STUDY TEXT below:

On the state level, interventionist policies also persisted. Victoria maintained its ban on fracking and CSG, even as it lifted a moratorium on conventional onshore gas in 2021 to allow some new supply under strict conditions. New South Wales, after approving Narrabri, ensured that gas from that project (if and when it flows) will be reserved entirely for domestic use — a sort of project-specific reservation akin to what Queensland had started doing for certain acreage releases. Queensland itself, while proudly pro-LNG, began carving out new gas blocks that are conditioned for domestic-only sales, effectively creating a partial reservation policy by stealth. These moves show states trying to balance the lure of export revenue with the need to mollify domestic consumers and voters. Western Australia, for its part, doubled down on enforcement of its reservation policy as new projects came online, and thanks to that policy, WA largely avoided the east coast’s crisis — a fact frequently cited in policy debates.
Fiscal drivers became more explicitly part of gas policy in the 2020s as well. Governments, facing budget pressures, looked to the booming gas sector for additional revenue. In 2023 the Labor federal government announced reforms to the Petroleum Resource Rent Tax (PRRT) to “increase the tax paid by the offshore LNG industry” and bring forward roughly A$2.4 billion in revenue over four years. The change, which limits certain tax deductions, was justified on grounds that LNG projects had been paying minimal PRRT and needed to contribute their fair share sooner. Politically this was an easier sell amid reports of record export earnings, but it was not without controversy — industry leaders lobbied against overreach, warning that higher taxes could “undercut future revenue and choke off investment needed to increase supply”.
The government proceeded, calculating that the fiscal upside and public favour from reclaiming resource rents outweighed the risks. State treasuries likewise reaped windfalls from royalties as gas prices spiked; for example, Queensland’s LNG royalties hit record highs in 2022–23, bolstering its budget surplus (a fact not lost on its government as an incentive to keep gas exports flowing). These fiscal motivations often underlie political rhetoric: a government keen on gas development might emphasise jobs and energy security, but the allure of billions in royalties/taxes can be a silent driver for supporting new gas fields or export approvals — or conversely, a target for intervention when public coffers seem shortchanged.
References
Reuters – LNG trade record 2020 (confirming Australia became world’s largest LNG exporter in 2020)
Wikipedia – North West Shelf Project history (noting early 1970s discoveries and scale of investment by late 1980s)
Nat. Library of Australia – Moomba-Sydney Pipeline (construction by Pipeline Authority, completed 1976)
WA Government – Domestic Gas Policy (WA maintained domestic gas policy since underwriting the North West Shelf in 1979)
WA Government – Domestic Gas Policy (15% of LNG exports to be made available domestically in WA)
RBA Bulletin – East Coast Gas Market (WA gas prices ~half east coast levels since 2015, attributed to reservation policy)
ABC News – First LNG from CSG (Qld LNG projects cost ~$60b, first cargo 2015)

End of STUDY TEXT.

_INSTRUCTIONS TO FOLLOW_
Name every Australian state mentioned in the passage on Australian gas policy above.

EXCERPTED RECORDS below:

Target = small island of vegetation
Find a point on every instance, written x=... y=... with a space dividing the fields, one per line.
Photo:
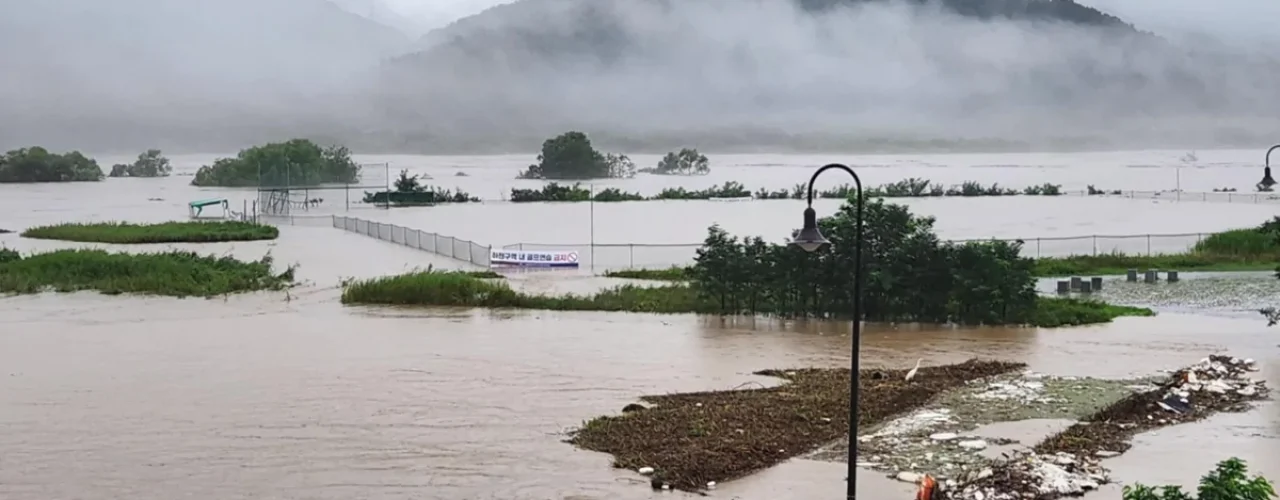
x=905 y=188
x=912 y=276
x=39 y=165
x=127 y=233
x=410 y=192
x=174 y=274
x=1238 y=250
x=282 y=164
x=688 y=161
x=571 y=156
x=149 y=164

End of EXCERPTED RECORDS.

_WRITTEN RESPONSE_
Victoria, New South Wales, Queensland, Western Australia